DOCUMENT EXCERPT:
________________

Re: [PATCH v4] drm/amdgpu: Ensure the DMA engine is deactivated during set ups

All of lore.kernel.org
 help / color / mirror / Atom feed

From: Lang Yu <Lang.Yu@amd.com>
To: Haohui Mai <ricetons@gmail.com>
Cc: "Christian König" <ckoenig.leichtzumerken@gmail.com>,
	"Zhang, Hawking" <Hawking.Zhang@amd.com>,
	"Chen, Guchun" <Guchun.Chen@amd.com>,
	amd-gfx@lists.freedesktop.org,
	"Yifan Zhang" <yifan1.zhang@amd.com>
Subject: Re: [PATCH v4] drm/amdgpu: Ensure the DMA engine is deactivated during set ups
Date: Fri, 29 Apr 2022 16:32:31 +0800	[thread overview]
Message-ID: <Ymuin6/LGeiz4SE9@lang-desktop> (raw)

________________

DATASET EXCERPT:
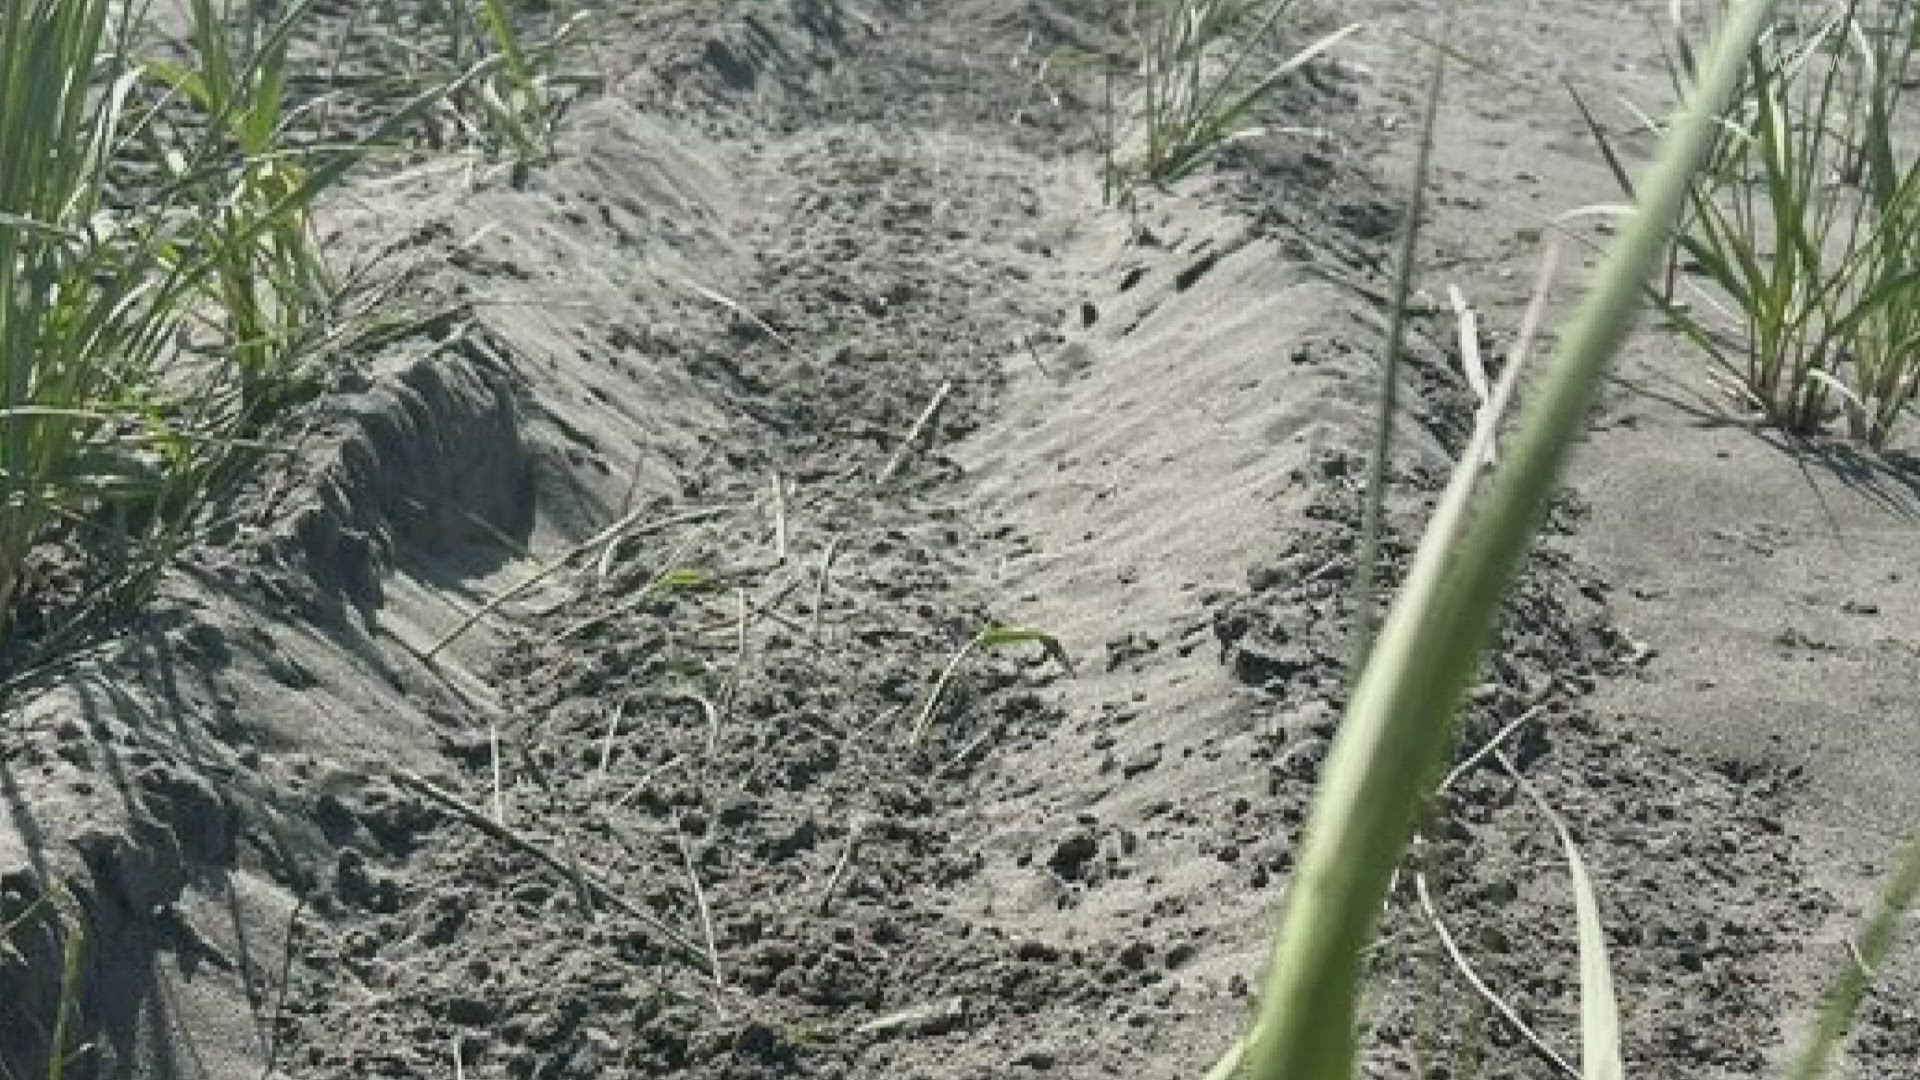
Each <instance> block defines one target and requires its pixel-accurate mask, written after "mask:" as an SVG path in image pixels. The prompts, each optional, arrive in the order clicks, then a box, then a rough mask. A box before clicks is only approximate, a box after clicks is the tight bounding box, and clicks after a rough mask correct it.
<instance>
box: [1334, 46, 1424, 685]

________________

REQUIRED ACTIONS:
(a) Using the mailing-list header above, decide whether each statement agrees with it: (i) the message was sent from an amd.com address; (ii) the message is addressed directly to Christian König; (iii) the message is dated in April 2022. Answer yes or no for each and quote the deciding words.
(b) According to the mailing-list header, which mailing list address is copied on the message?

OUTPUTS IN ORDER:
(a)
(i) Yes: "From: Lang Yu <Lang.Yu@amd.com>"
(ii) No: "To: Haohui Mai <ricetons@gmail.com>"
(iii) Yes: "Date: Fri, 29 Apr 2022 16:32:31 +0800"

(b) amd-gfx@lists.freedesktop.org